Below are records; reproduce exactly the lines from the one containing "Each instance of the window" through the end, both included, and only those.

• [Stored data entries]:
#####

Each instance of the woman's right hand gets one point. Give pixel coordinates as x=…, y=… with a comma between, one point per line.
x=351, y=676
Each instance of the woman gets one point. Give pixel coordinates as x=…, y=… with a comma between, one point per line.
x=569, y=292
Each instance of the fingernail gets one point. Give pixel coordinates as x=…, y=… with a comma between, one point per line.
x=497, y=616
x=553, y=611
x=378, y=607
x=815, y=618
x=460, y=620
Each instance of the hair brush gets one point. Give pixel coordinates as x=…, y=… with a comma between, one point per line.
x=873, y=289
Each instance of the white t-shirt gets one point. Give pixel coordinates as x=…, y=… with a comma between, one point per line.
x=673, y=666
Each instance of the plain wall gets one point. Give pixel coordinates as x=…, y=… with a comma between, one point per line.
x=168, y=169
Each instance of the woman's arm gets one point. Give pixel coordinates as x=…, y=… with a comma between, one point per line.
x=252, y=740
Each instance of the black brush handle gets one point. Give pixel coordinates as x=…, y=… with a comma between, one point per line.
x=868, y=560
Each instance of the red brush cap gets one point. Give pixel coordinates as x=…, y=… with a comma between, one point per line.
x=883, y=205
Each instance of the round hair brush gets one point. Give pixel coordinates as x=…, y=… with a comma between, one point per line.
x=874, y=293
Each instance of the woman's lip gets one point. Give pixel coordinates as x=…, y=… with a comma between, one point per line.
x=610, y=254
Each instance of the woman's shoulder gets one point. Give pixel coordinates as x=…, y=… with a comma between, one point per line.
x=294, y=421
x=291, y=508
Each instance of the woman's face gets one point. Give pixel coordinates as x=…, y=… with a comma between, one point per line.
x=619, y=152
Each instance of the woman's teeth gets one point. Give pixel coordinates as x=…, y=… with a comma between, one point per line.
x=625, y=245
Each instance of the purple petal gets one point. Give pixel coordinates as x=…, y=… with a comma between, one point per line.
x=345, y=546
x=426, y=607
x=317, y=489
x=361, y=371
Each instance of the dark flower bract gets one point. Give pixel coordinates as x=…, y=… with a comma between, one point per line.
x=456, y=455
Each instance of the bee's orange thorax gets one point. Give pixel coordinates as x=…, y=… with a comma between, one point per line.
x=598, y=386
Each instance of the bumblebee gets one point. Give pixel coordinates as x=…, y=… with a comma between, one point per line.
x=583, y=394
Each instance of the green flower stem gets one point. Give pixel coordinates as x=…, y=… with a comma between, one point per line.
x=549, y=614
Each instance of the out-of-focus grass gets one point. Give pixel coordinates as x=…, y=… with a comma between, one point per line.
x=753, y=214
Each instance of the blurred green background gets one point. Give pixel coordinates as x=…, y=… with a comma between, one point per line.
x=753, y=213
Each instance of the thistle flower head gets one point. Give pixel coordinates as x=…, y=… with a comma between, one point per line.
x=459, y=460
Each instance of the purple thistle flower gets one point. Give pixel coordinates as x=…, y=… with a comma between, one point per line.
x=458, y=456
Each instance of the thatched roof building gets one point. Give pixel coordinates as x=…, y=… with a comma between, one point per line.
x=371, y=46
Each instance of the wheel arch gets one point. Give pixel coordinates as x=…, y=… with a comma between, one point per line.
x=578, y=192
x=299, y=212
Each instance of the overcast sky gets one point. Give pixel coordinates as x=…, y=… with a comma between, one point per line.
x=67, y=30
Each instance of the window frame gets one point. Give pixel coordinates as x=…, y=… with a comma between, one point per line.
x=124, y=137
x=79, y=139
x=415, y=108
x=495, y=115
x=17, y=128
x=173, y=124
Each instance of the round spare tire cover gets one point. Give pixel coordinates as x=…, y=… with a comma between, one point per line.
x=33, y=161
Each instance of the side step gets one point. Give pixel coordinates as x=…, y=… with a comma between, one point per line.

#####

• [Solution]:
Each instance of the window frame gets one point. Give pixel coordinates as x=…, y=… with a comma between, one point per line.
x=124, y=137
x=79, y=139
x=415, y=108
x=495, y=115
x=17, y=128
x=173, y=124
Each instance of the round spare tire cover gets one point. Give pixel coordinates as x=…, y=… with a comma between, one point per line.
x=33, y=161
Each instance of the side step gets one point. Give pixel coordinates as x=…, y=… with a comma between, one point per line.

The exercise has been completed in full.